[start of Text extract]

Slider can be in front or behind  the riser is this correct, need to clarify this so there is no confusion.


----------



## BowanaLee (May 14, 2014)

This was posted on their site. Looks like its fixed pins or behind the riser slider. Front sliders aren't usually considered hunting setups.

HUNTING setup means 12″ or shorter stabilizer and no magnification.  HHA sights, etc. are permitted, just no lens. 

http://323archery.wordpress.com/2014/05/10/duck-craze-bow-shoot-at-foxhall-resort/


----------



## BlakeB (May 15, 2014)

Etc. Is what I need clarification for, I've hunted with a slide bar before and there would be no different in behind or in front of the riser because both are movers. Someone that has clarification needs to respond to this, assumptions don't count. The rules are pretty vague I would hate to get there and be told that my setup is not hunting. The field point issue is my next question, not real sure if this is hunting setup.

[end of Text extract]

Requirements:
[1] List each rule or allowance that the archery thread gives for what counts as a hunting setup.
[2] Reproduce the part of the archery thread that opens with the words containing "HUNTING setup means" and closes with "is hunting setup.".
The lines after the archery thread have nothing to do with it.

[start of Supplied entries]

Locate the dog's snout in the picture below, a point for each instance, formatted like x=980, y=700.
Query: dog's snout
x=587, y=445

[end of Supplied entries]
[start of Supplied entries]

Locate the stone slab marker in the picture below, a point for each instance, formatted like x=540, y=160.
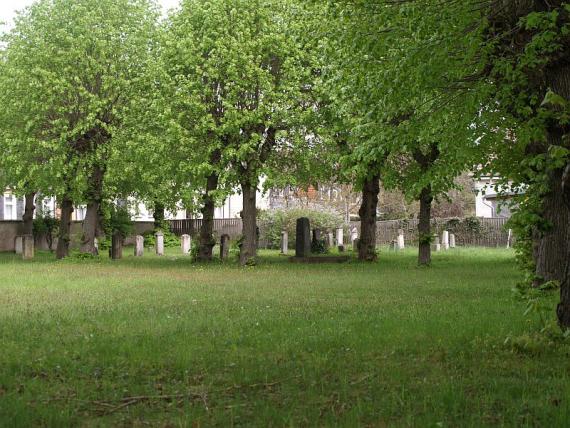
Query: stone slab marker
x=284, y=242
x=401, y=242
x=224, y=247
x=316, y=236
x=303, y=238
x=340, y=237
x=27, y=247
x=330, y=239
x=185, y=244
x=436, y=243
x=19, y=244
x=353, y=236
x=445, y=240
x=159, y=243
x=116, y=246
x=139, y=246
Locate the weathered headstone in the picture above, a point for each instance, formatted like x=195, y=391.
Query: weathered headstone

[end of Supplied entries]
[start of Supplied entries]

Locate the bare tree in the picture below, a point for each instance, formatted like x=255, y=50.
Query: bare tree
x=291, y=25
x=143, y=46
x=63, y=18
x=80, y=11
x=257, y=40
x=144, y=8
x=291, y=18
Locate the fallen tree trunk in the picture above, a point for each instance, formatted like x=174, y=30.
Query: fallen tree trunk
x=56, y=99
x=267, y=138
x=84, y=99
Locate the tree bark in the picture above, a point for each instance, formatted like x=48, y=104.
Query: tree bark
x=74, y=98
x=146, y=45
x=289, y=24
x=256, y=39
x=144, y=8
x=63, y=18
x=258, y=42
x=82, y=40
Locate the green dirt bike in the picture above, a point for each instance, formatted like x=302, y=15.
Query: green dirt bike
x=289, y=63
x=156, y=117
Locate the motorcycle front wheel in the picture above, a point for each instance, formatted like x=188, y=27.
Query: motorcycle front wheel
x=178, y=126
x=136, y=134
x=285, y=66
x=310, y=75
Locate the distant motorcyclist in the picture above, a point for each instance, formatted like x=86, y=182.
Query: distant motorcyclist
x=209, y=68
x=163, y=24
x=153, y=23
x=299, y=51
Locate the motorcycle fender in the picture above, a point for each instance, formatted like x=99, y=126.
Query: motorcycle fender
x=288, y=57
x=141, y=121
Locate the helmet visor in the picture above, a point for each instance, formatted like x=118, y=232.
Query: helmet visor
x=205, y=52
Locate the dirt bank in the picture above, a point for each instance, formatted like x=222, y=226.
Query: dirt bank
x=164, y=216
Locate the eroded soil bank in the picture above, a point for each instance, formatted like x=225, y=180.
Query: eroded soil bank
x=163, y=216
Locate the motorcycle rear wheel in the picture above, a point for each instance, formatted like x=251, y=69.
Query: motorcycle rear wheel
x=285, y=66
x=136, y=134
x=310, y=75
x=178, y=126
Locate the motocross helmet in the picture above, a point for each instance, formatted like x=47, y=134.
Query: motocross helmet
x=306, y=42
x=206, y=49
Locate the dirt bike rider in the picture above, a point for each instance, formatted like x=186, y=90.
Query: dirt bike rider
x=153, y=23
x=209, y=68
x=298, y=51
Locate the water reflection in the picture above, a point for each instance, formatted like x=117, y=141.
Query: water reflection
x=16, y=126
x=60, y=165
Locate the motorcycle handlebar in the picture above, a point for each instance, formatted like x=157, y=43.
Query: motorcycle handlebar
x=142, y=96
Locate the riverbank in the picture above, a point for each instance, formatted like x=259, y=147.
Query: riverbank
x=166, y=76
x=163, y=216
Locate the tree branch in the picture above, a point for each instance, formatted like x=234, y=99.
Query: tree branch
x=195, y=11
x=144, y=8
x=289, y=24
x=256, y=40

[end of Supplied entries]

Results in order:
[1]
- A stabilizer of 12″ or shorter
- No magnification
- HHA sights, etc. are permitted
- No lens

[2]
HUNTING setup means 12″ or shorter stabilizer and no magnification.  HHA sights, etc. are permitted, just no lens. 

http://323archery.wordpress.com/2014/05/10/duck-craze-bow-shoot-at-foxhall-resort/


----------



## BlakeB (May 15, 2014)

Etc. Is what I need clarification for, I've hunted with a slide bar before and there would be no different in behind or in front of the riser because both are movers. Someone that has clarification needs to respond to this, assumptions don't count. The rules are pretty vague I would hate to get there and be told that my setup is not hunting. The field point issue is my next question, not real sure if this is hunting setup.